**To be done**:
A. According to the orienteering club article below, in what year was the Southern Michigan Orienteering Club established?
B. Summarize the orienteering club article below in two sentences.

The Southern Michigan Orienteering Club (SMOC) - which should not be mistaken for the Southern Midlands Orienteering Club of Great Britain - was established in 1984 by the fusion of three smaller clubs. The club has 150 members who live in the surroundings of the university town of Ann Arbor, situated in the south-eastern part of Michigan. You can find there one of the most famous American universities - The University of Michigan. Well-know companies such as Pfizer or Ford also have their headquarters there. No wonder many people from all over the world are drawn to the area. As a result, Michigan runners can often speak Finnish, Swedish, or German.
Dragon trees in glacial terrain
Michigan's landscape was formed by the glaciers which also deepened the Great Lakes. But, they did not affect the lower rocky layer; so there are very few rocky features in the countryside. Blue coloring prevails on most Michigan orienteering maps - a course-setter often has to deal with setting courses among plenty of lakes and marshes (there are no water-courses). Vegetation is another obstacle - various kinds of berries, vines, and thorny bushes abound. The countryside is flat, so contour lines are usually set by 2.5 or 3 meters.
There are no peaches on Peach Mountain
We started making maps in the forests within a 30-minute ride north-west of Ann Arbor. These areas were surrounded by signs saying "Research Property of the University of Michigan." Photogrammetry was made from evaluated aerial photographs taken in 1964. Terrain features, apart from several areas where a high density of pines or uprooted tress made any higher-quality analysis impossible, corresponded with the map bases we were given.

**Provided material**:
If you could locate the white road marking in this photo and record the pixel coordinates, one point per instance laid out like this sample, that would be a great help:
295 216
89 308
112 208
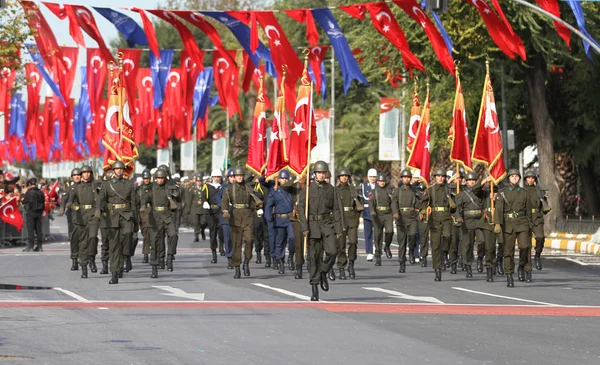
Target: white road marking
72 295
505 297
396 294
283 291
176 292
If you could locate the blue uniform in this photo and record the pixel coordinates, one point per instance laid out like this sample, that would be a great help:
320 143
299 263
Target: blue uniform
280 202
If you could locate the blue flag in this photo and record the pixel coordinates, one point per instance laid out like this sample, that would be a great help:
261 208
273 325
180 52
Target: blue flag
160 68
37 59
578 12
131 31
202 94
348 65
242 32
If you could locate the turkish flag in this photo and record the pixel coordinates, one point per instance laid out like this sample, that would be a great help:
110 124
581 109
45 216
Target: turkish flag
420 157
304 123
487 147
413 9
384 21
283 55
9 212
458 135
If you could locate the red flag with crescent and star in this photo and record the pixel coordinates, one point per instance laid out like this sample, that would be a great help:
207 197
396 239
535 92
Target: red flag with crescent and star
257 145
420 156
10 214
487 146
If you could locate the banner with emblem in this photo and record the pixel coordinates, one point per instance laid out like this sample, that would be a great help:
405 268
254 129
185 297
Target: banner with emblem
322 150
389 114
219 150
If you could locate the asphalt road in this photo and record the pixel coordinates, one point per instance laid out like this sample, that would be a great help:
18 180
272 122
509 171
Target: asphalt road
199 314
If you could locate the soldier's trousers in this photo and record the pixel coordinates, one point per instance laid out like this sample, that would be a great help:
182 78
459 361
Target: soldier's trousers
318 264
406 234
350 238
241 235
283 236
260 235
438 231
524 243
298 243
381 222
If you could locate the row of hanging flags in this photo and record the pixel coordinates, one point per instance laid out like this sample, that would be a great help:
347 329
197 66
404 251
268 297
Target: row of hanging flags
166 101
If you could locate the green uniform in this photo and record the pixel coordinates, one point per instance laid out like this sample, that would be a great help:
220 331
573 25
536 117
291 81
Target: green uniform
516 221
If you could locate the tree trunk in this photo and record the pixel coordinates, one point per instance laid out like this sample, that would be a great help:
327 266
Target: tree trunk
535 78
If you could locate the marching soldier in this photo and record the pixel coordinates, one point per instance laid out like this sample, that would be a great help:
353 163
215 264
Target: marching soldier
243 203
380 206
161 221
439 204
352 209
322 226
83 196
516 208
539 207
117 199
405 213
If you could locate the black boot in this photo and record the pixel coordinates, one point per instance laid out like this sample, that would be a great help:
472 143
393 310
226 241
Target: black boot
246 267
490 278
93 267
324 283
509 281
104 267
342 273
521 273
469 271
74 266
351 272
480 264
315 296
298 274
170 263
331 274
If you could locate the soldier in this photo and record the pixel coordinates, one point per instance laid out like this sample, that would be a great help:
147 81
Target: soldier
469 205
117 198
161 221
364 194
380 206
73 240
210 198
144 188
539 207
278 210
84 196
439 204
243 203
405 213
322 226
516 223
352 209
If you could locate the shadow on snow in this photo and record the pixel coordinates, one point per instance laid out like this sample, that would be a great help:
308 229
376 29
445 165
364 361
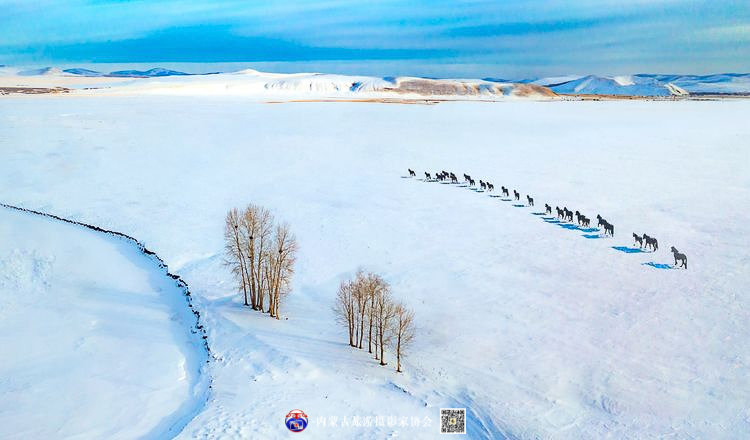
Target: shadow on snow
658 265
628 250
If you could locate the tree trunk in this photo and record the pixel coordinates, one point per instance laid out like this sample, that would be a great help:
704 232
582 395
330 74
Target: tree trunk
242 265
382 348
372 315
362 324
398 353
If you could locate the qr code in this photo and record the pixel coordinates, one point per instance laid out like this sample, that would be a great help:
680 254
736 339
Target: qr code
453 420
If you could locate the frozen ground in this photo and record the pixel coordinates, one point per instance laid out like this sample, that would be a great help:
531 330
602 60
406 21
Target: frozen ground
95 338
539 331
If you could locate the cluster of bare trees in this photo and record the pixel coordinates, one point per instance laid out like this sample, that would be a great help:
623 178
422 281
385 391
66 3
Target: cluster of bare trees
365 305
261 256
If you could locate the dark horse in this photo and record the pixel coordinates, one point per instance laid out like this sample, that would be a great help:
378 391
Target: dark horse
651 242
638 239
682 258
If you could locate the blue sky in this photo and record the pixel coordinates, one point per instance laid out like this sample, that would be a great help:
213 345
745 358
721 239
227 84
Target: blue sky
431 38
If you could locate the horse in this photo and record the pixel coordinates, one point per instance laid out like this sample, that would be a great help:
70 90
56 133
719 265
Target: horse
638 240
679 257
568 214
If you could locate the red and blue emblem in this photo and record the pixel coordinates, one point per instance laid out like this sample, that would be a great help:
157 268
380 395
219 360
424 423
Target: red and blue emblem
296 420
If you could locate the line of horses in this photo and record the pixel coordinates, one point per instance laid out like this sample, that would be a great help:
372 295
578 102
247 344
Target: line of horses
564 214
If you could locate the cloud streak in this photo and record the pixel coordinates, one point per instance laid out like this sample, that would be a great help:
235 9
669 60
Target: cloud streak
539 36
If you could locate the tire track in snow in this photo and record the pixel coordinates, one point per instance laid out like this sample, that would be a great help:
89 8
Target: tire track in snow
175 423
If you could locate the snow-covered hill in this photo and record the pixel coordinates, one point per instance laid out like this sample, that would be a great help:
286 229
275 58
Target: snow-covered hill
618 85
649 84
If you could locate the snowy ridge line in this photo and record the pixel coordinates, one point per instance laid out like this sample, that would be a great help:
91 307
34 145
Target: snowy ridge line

**Responses in order**:
A. 1984

B. The Southern Michigan Orienteering Club was formed in 1984 from three smaller clubs and has 150 members living around Ann Arbor, a university town that draws people from all over the world. Michigan's glacier-shaped countryside is flat, with few rocky features, many lakes and marshes, and thick vegetation, and the first maps were made in forests north-west of Ann Arbor using photogrammetry from aerial photographs taken in 1964.